[BEGIN Records supplied]

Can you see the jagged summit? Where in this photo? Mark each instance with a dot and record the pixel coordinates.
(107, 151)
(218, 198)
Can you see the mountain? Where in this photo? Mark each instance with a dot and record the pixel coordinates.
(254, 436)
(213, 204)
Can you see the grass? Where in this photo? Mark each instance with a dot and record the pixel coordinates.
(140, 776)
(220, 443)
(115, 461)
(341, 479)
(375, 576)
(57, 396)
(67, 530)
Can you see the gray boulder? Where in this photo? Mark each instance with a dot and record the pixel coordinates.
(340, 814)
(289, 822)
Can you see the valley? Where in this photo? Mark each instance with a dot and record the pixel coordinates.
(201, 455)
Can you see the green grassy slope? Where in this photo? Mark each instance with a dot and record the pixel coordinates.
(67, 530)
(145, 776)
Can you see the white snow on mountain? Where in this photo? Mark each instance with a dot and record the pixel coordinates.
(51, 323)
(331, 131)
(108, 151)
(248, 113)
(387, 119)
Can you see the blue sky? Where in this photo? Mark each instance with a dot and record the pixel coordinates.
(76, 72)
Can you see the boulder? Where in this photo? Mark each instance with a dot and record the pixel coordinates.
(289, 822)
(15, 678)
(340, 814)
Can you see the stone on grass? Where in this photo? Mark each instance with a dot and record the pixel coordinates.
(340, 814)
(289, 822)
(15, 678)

[END Records supplied]

**Do this**
Reproduce all of the records exactly.

**Answer**
Can you see the jagged summit? Where in this photo? Mark each instance with a dot and record the pixel coordinates.
(107, 151)
(218, 198)
Can you see the mountain? Where in this photo? Mark each instance with a dot and record the pixel coordinates.
(254, 436)
(213, 204)
Can you see the grass? Where in this photo? Mark each instance with a dot and record the pixel coordinates.
(140, 776)
(220, 443)
(115, 461)
(341, 479)
(375, 576)
(57, 396)
(67, 530)
Can you see the gray boulder? Where in this photo? Mark each instance with a dot and record the pixel coordinates.
(340, 814)
(289, 822)
Can you see the valley? Where in this photo? Mark each instance with a dot and record the pixel coordinates.
(201, 455)
Can you see the green grassy slope? Where in this photo? Mark each instance with a dot and record the pixel coordinates.
(67, 530)
(145, 776)
Can you see the white snow on mountain? Where in this photo? Mark each instance with a dot and record the pixel coordinates.
(51, 323)
(331, 131)
(108, 151)
(248, 113)
(387, 119)
Can you see the blue sky? Where in this photo? Mark each instance with a dot and record the pixel coordinates.
(76, 72)
Can you see the boulder? Where in this photo? Mark each instance with a dot and record the pixel coordinates.
(289, 822)
(15, 678)
(340, 814)
Can you see the stone on grass? Where in this photo? Mark each instance with a dot and record the pixel coordinates.
(340, 814)
(289, 822)
(15, 678)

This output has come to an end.